> **DATA EXTRACTS**:
--*--

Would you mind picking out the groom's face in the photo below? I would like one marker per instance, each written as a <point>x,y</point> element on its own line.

--*--

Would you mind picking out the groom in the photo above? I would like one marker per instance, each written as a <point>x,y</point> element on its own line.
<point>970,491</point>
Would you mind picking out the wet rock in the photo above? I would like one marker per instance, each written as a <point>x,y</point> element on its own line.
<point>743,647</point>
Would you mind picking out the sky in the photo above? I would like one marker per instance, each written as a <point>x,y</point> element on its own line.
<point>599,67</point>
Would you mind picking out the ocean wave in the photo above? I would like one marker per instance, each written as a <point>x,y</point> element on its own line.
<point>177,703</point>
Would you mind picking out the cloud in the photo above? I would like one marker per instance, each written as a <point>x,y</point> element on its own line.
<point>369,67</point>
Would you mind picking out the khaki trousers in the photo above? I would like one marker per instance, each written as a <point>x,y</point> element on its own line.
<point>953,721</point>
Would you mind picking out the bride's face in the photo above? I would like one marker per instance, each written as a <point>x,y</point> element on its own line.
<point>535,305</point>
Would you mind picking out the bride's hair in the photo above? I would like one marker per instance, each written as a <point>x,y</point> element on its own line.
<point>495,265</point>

--*--

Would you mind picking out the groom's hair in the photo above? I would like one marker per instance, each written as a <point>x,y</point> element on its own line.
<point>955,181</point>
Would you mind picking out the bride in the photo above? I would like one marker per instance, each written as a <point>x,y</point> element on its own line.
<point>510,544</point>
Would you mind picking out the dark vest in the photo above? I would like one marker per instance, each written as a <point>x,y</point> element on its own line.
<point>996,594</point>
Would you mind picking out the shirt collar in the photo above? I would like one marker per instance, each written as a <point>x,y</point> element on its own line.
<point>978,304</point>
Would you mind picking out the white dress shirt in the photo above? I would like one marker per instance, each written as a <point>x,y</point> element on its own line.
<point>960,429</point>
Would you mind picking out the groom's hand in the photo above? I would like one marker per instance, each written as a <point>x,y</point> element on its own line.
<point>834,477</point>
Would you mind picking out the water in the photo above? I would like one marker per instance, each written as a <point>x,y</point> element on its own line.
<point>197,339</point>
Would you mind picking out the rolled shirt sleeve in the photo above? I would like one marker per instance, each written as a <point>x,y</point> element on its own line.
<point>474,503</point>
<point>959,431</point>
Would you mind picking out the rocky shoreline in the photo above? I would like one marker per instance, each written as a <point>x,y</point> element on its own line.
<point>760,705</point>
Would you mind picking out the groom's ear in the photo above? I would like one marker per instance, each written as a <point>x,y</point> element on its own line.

--*--

> **WHAT YOU NEED TO DO**: In the listing above, find the line with "Would you mind picking out the rolled" and the line with "Would you mind picking out the groom's ear", then print exactly those two lines and every line between them, and nothing more.

> **EXERCISE ANSWER**:
Would you mind picking out the rolled shirt sleeve in the photo above? I would like one marker per instance, each written as a <point>x,y</point> element on its own line.
<point>474,503</point>
<point>959,431</point>
Would you mind picking out the rocky shoreline in the photo above? I would like one marker per instance, each written as a <point>x,y</point> element on its own line.
<point>760,705</point>
Would you mind picking out the groom's ear in the photo above? I would like one marker per instance, each written as a <point>x,y</point> element on its own line.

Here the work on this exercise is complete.